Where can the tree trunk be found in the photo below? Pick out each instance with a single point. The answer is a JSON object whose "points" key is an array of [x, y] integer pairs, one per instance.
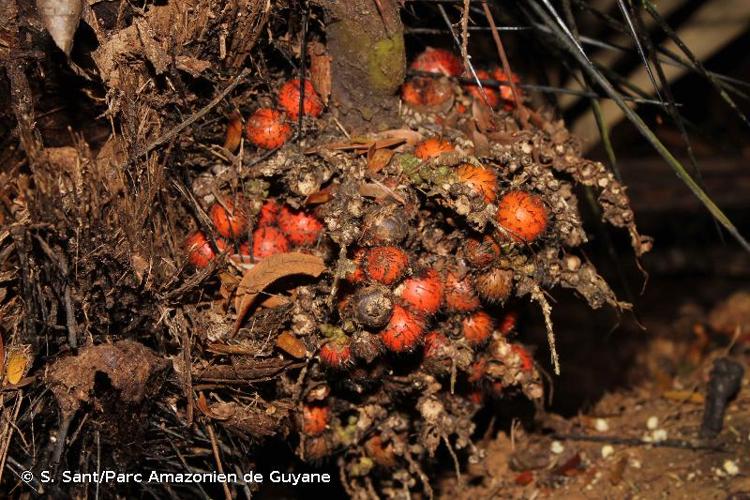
{"points": [[366, 43]]}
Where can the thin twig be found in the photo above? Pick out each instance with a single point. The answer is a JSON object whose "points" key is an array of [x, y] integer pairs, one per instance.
{"points": [[172, 133], [217, 457], [667, 443], [522, 111]]}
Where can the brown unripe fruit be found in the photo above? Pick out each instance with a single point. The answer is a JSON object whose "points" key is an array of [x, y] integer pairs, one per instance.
{"points": [[373, 306]]}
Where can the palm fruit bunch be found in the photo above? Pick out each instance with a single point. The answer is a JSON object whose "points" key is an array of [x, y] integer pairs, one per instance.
{"points": [[432, 235]]}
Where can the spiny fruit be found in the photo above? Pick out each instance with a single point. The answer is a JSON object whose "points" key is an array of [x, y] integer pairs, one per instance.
{"points": [[386, 264], [267, 128], [438, 61], [494, 285], [477, 328], [480, 179], [422, 294], [300, 227], [492, 95], [459, 293], [373, 306], [522, 215], [481, 253], [404, 330], [385, 226], [432, 147], [420, 92], [315, 419], [289, 96], [336, 353], [229, 220], [268, 241], [269, 213], [199, 250]]}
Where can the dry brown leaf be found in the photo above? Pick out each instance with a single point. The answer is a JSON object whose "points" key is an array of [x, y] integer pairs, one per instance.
{"points": [[234, 132], [320, 70], [133, 370], [219, 411], [291, 345], [269, 270], [411, 137], [323, 196], [18, 364], [379, 159], [191, 65], [61, 18]]}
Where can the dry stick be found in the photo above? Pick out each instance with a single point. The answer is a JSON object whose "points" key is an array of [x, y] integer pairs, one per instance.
{"points": [[10, 427], [219, 467], [522, 111], [171, 134], [467, 63], [538, 296], [465, 31], [188, 375], [62, 265], [667, 443]]}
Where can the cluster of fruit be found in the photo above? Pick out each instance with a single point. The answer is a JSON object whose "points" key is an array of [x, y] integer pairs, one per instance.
{"points": [[279, 228], [428, 92], [269, 128]]}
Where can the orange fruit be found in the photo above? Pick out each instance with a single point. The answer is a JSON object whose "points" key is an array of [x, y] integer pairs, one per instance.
{"points": [[522, 215]]}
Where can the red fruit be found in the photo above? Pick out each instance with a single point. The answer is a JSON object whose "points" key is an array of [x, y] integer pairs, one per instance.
{"points": [[438, 61], [315, 419], [481, 253], [432, 147], [229, 221], [477, 328], [289, 96], [422, 294], [508, 323], [459, 293], [199, 250], [386, 264], [433, 341], [404, 330], [522, 215], [300, 227], [481, 180], [492, 95], [269, 213], [494, 285], [267, 128], [358, 275], [268, 241], [426, 92], [244, 252], [337, 353], [506, 91]]}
==*==
• [Requirements]: Can you render all of the data above as a numbered list, with blank lines dropped and the pictures left out?

• [Reply to the task]:
1. Where can the tree trunk be found in the photo below? Pick out each instance with a single point. The answer is a JSON object whose "points" key is an array of [x, y] integer pairs, one per instance.
2. {"points": [[366, 43]]}
3. Where can the thin twig be found in the photo above? Pick out each instance with a single point. The answer is a JSON object whose "points" key is an array of [x, y] integer pairs, one per instance.
4. {"points": [[172, 133], [217, 457], [667, 443], [522, 111]]}
5. Where can the brown unripe fruit be found in the photo above? Pick out each instance with a single point. The answer is a JSON object whose "points" key is an array of [x, y] integer pairs, one per instance.
6. {"points": [[373, 306]]}
7. Where can the palm fruit bunch be found in the photo above? Pick out each instance with a single point. The answer is a JSON object whose "points" key is an array of [x, y] integer pairs, one per instance.
8. {"points": [[432, 235]]}
9. Where can the spiny fruit be found in the photo above? Pick out each instance with a single point. The answer is a JSON object whose "points" key is an array of [x, y] integer pairs, one per instance.
10. {"points": [[386, 264], [267, 128], [438, 61], [494, 285], [477, 328], [480, 179], [422, 294], [300, 227], [492, 95], [459, 293], [373, 306], [522, 215], [481, 253], [404, 330], [385, 226], [432, 147], [420, 92], [315, 419], [289, 96], [336, 353], [229, 220], [268, 241], [269, 213], [199, 250]]}
11. Where can the dry brown leaf be found in the photo above? Pick out each instance with a single point. The answer is a JSON object whose "points" key is an array of [x, y] integer pairs, one per instance.
12. {"points": [[234, 132], [320, 70], [133, 370], [219, 411], [291, 345], [269, 270], [411, 137], [323, 196], [18, 364], [379, 159], [191, 65], [61, 18]]}
13. Where can the dry stick be found in the photo above? Pick out each instance with a single point. The answer is a JSON object whose "points" key is an array of [x, y] integer pairs, one per instance.
14. {"points": [[10, 427], [219, 467], [522, 111], [171, 134], [467, 63], [538, 296], [465, 31], [188, 375], [62, 265], [667, 443]]}
15. Where can the cluster of fruit be found in the photo above? Pick out each instance with a single point. The answer is a JSON object whose "points" key is an array of [x, y] integer pairs, one per instance.
16. {"points": [[279, 228], [428, 92], [269, 128]]}
17. Where can the orange fruit be found in the photo above? Pick out each instance with a single point. The answer is a JSON object whose "points" key is an array of [x, y] integer pairs, one per instance.
18. {"points": [[522, 215]]}
19. Where can the red fruit be found in the photo above? Pick out each instance with a single point. The answer is a JSON object whose "points" key is an array of [x, y] integer pairs, one per instance.
20. {"points": [[438, 61], [315, 419], [481, 253], [432, 147], [229, 221], [477, 328], [289, 96], [422, 294], [508, 323], [459, 293], [199, 250], [386, 264], [433, 341], [404, 330], [522, 215], [300, 227], [481, 180], [492, 95], [269, 213], [494, 285], [267, 128], [358, 275], [268, 241], [426, 92], [244, 252], [337, 353], [506, 91]]}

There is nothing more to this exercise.